* **Exercise aim**: A faithful copy of all the data is required; pictures should not be included.

*** Data for processing ***

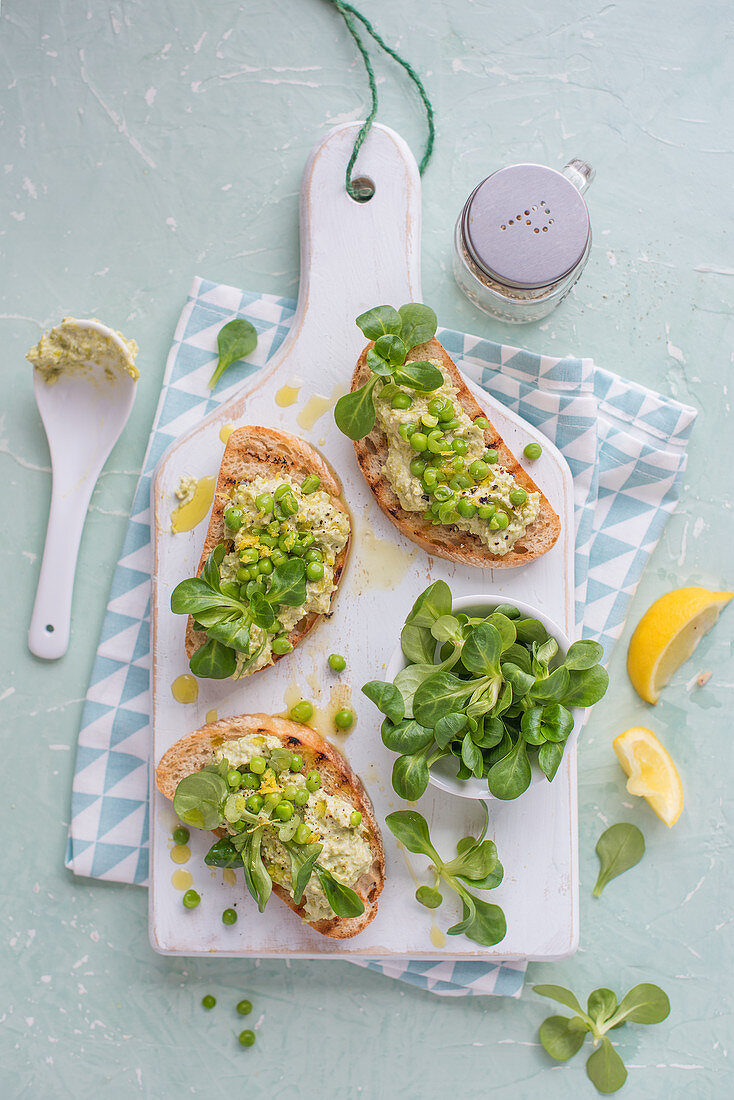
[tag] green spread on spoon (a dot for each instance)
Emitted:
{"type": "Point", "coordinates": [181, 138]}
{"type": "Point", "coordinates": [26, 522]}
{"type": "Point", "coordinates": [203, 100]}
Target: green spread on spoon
{"type": "Point", "coordinates": [76, 347]}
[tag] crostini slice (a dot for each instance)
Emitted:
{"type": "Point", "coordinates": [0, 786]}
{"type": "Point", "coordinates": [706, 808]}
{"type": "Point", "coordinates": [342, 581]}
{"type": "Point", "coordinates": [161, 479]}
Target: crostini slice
{"type": "Point", "coordinates": [447, 540]}
{"type": "Point", "coordinates": [338, 780]}
{"type": "Point", "coordinates": [254, 452]}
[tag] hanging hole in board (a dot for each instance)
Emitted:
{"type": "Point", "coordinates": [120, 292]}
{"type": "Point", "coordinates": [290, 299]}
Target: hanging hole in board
{"type": "Point", "coordinates": [362, 188]}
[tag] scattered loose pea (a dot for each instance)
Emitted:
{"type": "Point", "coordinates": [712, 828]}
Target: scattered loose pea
{"type": "Point", "coordinates": [310, 484]}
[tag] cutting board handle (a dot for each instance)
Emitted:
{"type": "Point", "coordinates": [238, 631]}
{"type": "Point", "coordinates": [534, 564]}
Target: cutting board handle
{"type": "Point", "coordinates": [354, 255]}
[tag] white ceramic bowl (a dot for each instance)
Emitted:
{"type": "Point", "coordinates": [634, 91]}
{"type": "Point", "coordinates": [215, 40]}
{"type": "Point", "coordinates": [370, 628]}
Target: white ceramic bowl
{"type": "Point", "coordinates": [444, 773]}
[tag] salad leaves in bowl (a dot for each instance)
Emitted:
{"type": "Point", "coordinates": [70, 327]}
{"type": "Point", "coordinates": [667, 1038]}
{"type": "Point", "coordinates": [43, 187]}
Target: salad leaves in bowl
{"type": "Point", "coordinates": [482, 695]}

*** End of Data for processing ***

* **Response area**:
[tag] green spread on spoon (a dot for each instance)
Emitted:
{"type": "Point", "coordinates": [181, 138]}
{"type": "Point", "coordinates": [26, 522]}
{"type": "Point", "coordinates": [203, 100]}
Target: green spread on spoon
{"type": "Point", "coordinates": [76, 347]}
[tag] crostini slice (a dot for each instance)
Emitted:
{"type": "Point", "coordinates": [0, 786]}
{"type": "Point", "coordinates": [706, 808]}
{"type": "Point", "coordinates": [342, 581]}
{"type": "Point", "coordinates": [161, 479]}
Target: crostini slice
{"type": "Point", "coordinates": [447, 540]}
{"type": "Point", "coordinates": [338, 780]}
{"type": "Point", "coordinates": [254, 452]}
[tag] hanging hole in board (a dot for each instance)
Emitted:
{"type": "Point", "coordinates": [120, 292]}
{"type": "Point", "coordinates": [290, 299]}
Target: hanging hole in board
{"type": "Point", "coordinates": [362, 188]}
[tag] scattered loose pea (a dot for each instance)
Emitted:
{"type": "Point", "coordinates": [712, 828]}
Target: scattered loose pea
{"type": "Point", "coordinates": [310, 484]}
[tag] cutting board handle (a dot for each instance)
Emitted:
{"type": "Point", "coordinates": [238, 631]}
{"type": "Point", "coordinates": [534, 564]}
Target: cutting board handle
{"type": "Point", "coordinates": [354, 255]}
[tag] white ceramic bowl (a dot for each instance)
Emitted:
{"type": "Point", "coordinates": [634, 91]}
{"type": "Point", "coordinates": [215, 40]}
{"type": "Point", "coordinates": [370, 628]}
Target: white ceramic bowl
{"type": "Point", "coordinates": [444, 773]}
[tag] salad leaves in bowl (a dot for each instance)
Emitted:
{"type": "Point", "coordinates": [70, 327]}
{"type": "Point", "coordinates": [667, 1038]}
{"type": "Point", "coordinates": [43, 187]}
Target: salad leaves in bowl
{"type": "Point", "coordinates": [482, 695]}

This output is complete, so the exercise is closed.